#### WRITTEN INSTRUCTION
Output the rows below as a two-column CSV with the header entry,answer. Give one line per row, with that row's text and its answer each in a single quoted field and line breaks replaced by spaces.

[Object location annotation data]
** begin **
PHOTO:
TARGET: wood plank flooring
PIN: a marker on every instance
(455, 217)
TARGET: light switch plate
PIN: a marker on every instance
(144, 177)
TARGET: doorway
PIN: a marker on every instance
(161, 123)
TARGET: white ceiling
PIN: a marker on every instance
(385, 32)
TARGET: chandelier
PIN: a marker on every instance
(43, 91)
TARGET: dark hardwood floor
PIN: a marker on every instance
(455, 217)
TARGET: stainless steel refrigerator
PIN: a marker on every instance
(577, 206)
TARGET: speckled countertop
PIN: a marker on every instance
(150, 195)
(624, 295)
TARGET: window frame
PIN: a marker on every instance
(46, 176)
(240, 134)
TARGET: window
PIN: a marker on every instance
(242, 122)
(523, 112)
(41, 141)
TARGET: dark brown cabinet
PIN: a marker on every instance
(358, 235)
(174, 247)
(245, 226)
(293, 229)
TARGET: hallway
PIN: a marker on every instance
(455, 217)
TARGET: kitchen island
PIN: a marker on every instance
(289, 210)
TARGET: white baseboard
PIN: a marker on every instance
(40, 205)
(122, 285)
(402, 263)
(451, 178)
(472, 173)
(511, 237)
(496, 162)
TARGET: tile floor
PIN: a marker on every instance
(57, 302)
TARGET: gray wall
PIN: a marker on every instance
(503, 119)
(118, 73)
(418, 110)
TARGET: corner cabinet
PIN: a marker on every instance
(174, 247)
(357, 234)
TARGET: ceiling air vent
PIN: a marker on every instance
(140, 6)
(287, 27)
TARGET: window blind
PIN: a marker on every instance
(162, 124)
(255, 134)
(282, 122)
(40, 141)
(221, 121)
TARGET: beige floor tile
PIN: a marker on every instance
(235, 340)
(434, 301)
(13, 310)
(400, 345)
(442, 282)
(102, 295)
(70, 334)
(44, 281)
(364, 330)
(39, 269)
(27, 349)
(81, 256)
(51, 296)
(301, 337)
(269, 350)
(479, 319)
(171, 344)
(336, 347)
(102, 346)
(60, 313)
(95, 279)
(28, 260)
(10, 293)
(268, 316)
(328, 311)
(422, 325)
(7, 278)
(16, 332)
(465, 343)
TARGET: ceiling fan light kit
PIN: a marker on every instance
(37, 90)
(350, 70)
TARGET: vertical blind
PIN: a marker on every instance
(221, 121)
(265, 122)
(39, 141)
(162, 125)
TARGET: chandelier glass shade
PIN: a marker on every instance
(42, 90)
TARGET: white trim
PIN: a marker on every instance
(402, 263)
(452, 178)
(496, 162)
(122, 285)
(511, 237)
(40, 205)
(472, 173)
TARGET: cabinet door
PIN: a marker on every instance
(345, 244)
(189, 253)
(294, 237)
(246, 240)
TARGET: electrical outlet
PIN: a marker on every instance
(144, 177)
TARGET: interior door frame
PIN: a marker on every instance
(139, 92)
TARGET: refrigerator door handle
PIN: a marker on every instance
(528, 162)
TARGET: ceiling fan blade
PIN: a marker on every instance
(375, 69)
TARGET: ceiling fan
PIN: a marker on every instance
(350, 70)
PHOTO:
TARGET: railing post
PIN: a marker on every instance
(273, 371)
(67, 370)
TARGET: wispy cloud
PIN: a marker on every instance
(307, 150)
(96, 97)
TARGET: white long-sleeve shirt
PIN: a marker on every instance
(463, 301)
** end **
#### RESULT OF THE TASK
entry,answer
"PHOTO: TARGET: wood plank flooring PIN: a marker on every instance","(455, 217)"
"TARGET: light switch plate PIN: a marker on every instance","(144, 177)"
"TARGET: doorway PIN: a marker on every instance","(161, 123)"
"TARGET: white ceiling PIN: a marker on every instance","(385, 32)"
"TARGET: chandelier PIN: a marker on every instance","(43, 91)"
"TARGET: dark hardwood floor PIN: a marker on every instance","(455, 217)"
"TARGET: stainless steel refrigerator PIN: a marker on every instance","(577, 206)"
"TARGET: speckled countertop PIN: a marker on every instance","(150, 195) (624, 295)"
"TARGET: window frame PIN: a marker on every instance","(46, 176) (240, 134)"
"TARGET: window PIN: a marker on every instance","(242, 122) (523, 112) (41, 141)"
"TARGET: dark brown cabinet PIN: a marker on every instance","(358, 235) (174, 247) (245, 226) (293, 229)"
"TARGET: hallway PIN: a marker on every instance","(455, 217)"
"TARGET: kitchen island PIN: a marker on every instance","(289, 210)"
"TARGET: white baseboard PIN: a marker on every instance","(40, 205) (122, 285) (402, 263) (451, 178) (472, 173) (511, 237) (496, 162)"
"TARGET: tile floor PIN: a marker on every instance","(57, 302)"
"TARGET: gray wall PIN: a marker on every instance","(503, 119) (118, 73) (418, 110)"
"TARGET: corner cabinet PIN: a marker on every instance","(174, 247) (357, 234)"
"TARGET: ceiling air vent PIN: a marker on every instance","(140, 6) (287, 27)"
"TARGET: window blind PIN: a marker on every instance","(162, 124) (255, 134) (282, 122) (40, 141) (221, 121)"
"TARGET: beige floor tile PIN: a marker on every instance","(235, 340) (434, 301) (13, 310) (400, 345) (442, 282) (102, 295) (70, 334) (44, 281) (364, 330) (39, 269) (27, 349) (81, 256) (51, 296) (301, 337) (269, 350) (479, 319) (171, 344) (336, 347) (102, 346) (60, 313) (95, 279) (28, 260) (10, 293) (268, 316) (328, 311) (422, 325) (7, 278) (16, 332) (465, 343)"
"TARGET: ceiling fan light kit PIN: a marker on every instance","(37, 90) (350, 70)"
"TARGET: vertical blind PIN: a marker on every instance","(221, 121) (265, 122) (39, 141) (162, 125)"
"TARGET: chandelier glass shade PIN: a marker on every instance","(42, 90)"
"TARGET: white trim PIN: a marker on every instance","(402, 263) (452, 178) (496, 162) (122, 285) (511, 237) (40, 205) (472, 173)"
"TARGET: cabinet door PIN: a marker on every instance","(345, 244) (189, 253) (294, 237) (246, 240)"
"TARGET: electrical outlet PIN: a marker on every instance","(144, 177)"
"TARGET: interior door frame PIN: a marker on every instance","(139, 92)"
"TARGET: refrigerator door handle PIN: a marker on every instance","(528, 162)"
"TARGET: ceiling fan blade PIN: a marker on every instance","(375, 69)"
"TARGET: ceiling fan PIN: a marker on every instance","(350, 70)"
"PHOTO: TARGET: railing post PIN: a marker on every instance","(273, 371) (67, 370)"
"TARGET: wispy cloud PIN: a marker on every instance","(307, 150) (96, 97)"
"TARGET: white long-sleeve shirt PIN: a marker on every instance","(463, 301)"